→ **Records provided**:
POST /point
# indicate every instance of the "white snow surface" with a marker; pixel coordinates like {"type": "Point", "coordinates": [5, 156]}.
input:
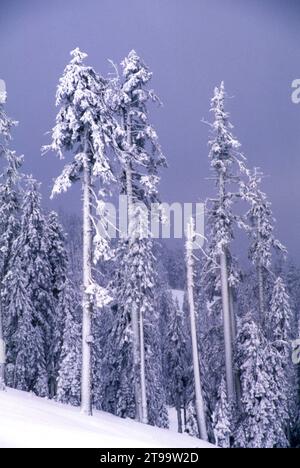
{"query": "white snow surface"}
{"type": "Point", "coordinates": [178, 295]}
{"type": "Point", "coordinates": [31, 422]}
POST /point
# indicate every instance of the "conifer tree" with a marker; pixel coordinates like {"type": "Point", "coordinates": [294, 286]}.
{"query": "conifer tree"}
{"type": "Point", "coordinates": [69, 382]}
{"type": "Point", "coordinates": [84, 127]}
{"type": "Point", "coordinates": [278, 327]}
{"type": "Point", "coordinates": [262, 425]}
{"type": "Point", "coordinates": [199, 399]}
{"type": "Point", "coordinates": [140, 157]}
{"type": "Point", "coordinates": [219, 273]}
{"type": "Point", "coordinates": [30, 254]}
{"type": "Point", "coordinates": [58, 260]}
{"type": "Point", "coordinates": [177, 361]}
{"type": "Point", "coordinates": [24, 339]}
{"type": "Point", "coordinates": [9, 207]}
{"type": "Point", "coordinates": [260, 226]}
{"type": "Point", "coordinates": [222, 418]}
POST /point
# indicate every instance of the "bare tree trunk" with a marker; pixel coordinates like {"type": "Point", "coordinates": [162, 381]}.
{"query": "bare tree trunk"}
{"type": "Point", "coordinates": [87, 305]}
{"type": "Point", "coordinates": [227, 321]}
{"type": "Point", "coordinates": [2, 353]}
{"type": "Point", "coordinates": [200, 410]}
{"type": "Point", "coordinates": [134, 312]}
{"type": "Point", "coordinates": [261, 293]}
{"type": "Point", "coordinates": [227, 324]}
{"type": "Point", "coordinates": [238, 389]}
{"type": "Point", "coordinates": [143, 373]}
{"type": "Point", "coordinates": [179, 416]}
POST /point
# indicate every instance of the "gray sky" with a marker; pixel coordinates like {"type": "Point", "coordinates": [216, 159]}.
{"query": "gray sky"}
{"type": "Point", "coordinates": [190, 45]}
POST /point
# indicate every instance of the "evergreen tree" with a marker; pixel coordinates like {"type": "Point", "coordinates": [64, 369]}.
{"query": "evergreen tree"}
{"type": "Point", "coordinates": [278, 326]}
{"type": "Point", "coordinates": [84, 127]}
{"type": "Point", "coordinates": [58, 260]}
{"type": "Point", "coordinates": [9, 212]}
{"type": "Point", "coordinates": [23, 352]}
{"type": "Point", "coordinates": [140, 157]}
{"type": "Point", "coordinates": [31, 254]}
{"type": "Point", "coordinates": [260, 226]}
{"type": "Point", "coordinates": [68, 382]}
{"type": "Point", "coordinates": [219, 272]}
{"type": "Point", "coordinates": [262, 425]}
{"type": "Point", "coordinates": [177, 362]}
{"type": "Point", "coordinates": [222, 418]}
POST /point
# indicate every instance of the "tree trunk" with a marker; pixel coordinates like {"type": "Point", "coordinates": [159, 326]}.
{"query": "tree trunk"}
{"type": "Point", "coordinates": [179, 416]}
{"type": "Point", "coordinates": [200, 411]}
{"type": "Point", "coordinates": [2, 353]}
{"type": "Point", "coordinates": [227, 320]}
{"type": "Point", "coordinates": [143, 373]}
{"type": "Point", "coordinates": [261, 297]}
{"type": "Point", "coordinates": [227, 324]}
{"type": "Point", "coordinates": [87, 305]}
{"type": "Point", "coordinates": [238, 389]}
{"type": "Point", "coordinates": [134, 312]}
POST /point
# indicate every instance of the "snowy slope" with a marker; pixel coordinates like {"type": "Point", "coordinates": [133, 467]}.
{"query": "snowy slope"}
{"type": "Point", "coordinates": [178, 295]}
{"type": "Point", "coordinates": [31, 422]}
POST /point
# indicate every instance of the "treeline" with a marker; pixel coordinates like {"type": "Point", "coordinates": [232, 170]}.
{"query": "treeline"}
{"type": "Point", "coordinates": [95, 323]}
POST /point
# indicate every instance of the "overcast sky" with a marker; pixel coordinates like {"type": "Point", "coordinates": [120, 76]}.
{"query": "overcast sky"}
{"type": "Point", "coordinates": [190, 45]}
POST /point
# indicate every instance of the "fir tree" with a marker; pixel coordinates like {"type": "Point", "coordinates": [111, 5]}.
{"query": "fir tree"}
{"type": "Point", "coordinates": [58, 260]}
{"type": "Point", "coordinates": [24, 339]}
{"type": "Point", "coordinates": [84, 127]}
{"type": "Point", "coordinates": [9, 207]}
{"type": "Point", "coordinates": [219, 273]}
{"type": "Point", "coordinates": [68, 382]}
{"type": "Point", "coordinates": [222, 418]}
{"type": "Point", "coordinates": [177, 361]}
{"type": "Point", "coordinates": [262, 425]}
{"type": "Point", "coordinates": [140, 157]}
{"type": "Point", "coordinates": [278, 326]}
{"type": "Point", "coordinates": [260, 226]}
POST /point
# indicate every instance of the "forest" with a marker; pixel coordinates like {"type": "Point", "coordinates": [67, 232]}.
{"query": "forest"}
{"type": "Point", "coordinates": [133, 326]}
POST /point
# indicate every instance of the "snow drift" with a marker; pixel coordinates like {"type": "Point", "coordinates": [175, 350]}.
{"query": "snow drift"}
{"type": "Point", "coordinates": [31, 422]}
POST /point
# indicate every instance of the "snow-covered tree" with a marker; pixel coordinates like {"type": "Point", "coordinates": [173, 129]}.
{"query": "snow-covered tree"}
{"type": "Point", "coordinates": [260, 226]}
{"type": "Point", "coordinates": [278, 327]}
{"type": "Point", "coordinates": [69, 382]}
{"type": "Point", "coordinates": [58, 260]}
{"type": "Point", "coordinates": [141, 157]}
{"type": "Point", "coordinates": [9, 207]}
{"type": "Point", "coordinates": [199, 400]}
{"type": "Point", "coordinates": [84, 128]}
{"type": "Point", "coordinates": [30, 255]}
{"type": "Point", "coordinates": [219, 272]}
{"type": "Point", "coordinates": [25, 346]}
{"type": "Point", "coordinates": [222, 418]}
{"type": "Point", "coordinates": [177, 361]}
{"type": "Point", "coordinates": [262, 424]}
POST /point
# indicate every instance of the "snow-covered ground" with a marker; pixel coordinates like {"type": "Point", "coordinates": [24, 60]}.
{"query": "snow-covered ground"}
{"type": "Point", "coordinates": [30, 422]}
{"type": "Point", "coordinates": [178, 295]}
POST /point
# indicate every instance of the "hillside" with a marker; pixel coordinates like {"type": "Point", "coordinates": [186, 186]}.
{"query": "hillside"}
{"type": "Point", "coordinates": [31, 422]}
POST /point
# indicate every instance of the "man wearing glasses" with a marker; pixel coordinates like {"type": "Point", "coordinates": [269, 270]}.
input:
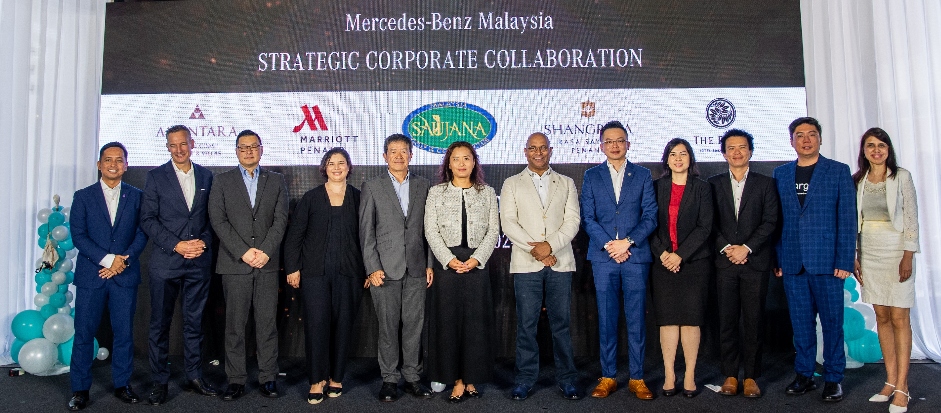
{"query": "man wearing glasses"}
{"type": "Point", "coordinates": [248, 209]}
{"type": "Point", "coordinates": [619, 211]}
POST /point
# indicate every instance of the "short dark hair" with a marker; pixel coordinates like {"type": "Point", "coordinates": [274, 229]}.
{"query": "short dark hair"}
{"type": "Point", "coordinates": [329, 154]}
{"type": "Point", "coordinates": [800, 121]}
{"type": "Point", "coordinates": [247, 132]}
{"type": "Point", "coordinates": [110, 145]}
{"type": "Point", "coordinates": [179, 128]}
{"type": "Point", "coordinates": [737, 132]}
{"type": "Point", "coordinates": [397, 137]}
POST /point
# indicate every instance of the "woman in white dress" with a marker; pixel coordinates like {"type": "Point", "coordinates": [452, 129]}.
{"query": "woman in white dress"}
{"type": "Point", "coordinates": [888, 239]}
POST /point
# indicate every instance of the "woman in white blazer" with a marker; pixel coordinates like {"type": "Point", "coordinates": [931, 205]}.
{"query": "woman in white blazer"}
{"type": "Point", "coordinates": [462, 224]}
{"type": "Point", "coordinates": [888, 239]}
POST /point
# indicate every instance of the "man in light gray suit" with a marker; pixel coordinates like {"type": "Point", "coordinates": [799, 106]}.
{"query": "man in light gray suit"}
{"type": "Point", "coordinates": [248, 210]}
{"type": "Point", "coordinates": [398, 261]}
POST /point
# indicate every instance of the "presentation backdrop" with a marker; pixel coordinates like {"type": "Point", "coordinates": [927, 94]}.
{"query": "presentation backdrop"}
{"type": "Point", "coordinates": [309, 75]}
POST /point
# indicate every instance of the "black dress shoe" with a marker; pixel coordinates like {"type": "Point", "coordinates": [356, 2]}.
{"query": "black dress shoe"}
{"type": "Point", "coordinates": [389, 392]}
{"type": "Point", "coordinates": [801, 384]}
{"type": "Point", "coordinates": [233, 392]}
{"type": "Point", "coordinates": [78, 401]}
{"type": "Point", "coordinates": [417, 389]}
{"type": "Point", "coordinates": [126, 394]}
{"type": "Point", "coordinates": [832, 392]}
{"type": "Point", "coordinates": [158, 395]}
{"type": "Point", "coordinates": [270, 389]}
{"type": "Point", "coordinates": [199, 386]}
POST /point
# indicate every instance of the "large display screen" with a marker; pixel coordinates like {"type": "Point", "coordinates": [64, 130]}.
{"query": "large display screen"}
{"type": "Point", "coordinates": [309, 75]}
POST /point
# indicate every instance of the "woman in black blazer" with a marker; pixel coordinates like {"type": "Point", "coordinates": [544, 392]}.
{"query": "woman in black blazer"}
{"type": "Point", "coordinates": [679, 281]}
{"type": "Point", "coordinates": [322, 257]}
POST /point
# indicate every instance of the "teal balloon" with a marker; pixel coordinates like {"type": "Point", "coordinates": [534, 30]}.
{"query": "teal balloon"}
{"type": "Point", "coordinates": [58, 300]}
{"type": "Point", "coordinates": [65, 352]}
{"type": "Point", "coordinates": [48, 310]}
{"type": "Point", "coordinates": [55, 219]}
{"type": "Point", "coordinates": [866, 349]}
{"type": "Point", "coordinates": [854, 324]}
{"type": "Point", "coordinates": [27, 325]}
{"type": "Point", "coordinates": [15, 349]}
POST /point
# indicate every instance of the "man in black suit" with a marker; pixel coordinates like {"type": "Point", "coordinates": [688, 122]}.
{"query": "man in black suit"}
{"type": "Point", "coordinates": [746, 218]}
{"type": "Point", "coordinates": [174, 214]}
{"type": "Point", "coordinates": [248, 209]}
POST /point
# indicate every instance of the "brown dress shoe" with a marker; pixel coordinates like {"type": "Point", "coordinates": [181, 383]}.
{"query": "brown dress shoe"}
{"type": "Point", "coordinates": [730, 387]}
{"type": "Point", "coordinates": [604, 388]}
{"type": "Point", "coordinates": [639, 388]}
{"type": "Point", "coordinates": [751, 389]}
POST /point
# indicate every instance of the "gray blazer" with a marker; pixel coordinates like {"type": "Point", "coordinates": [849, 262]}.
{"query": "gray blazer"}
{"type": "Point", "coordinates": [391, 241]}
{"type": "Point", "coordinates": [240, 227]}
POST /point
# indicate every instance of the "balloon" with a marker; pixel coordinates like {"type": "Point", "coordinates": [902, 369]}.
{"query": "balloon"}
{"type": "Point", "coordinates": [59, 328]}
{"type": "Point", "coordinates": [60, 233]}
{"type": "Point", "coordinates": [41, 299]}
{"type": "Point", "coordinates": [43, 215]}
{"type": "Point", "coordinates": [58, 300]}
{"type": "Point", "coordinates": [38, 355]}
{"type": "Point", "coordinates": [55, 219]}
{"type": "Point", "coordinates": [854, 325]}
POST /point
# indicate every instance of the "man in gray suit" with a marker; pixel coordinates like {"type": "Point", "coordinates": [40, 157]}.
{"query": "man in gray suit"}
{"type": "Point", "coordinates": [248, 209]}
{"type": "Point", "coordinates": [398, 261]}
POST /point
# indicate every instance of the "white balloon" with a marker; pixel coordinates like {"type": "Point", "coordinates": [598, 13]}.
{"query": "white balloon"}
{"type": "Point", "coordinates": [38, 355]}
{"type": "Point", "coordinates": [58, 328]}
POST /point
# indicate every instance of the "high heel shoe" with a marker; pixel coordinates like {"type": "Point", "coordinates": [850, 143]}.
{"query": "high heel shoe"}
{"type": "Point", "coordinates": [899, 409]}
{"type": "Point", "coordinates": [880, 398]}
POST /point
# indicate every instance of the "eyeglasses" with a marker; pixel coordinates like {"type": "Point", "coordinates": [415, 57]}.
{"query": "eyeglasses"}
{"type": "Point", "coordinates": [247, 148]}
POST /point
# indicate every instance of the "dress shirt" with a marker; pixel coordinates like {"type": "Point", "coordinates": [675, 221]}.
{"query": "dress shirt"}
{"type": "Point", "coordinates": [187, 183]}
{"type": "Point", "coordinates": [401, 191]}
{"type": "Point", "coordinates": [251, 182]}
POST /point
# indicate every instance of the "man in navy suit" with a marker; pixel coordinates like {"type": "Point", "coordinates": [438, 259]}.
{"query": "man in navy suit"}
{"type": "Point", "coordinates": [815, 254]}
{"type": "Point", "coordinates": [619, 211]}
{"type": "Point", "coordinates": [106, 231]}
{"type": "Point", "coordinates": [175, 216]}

→ **Task objective**: Count the lines in the listing above that contain the word "woman" with matching case, and reply with only the number.

→ **Reply to the task**: 6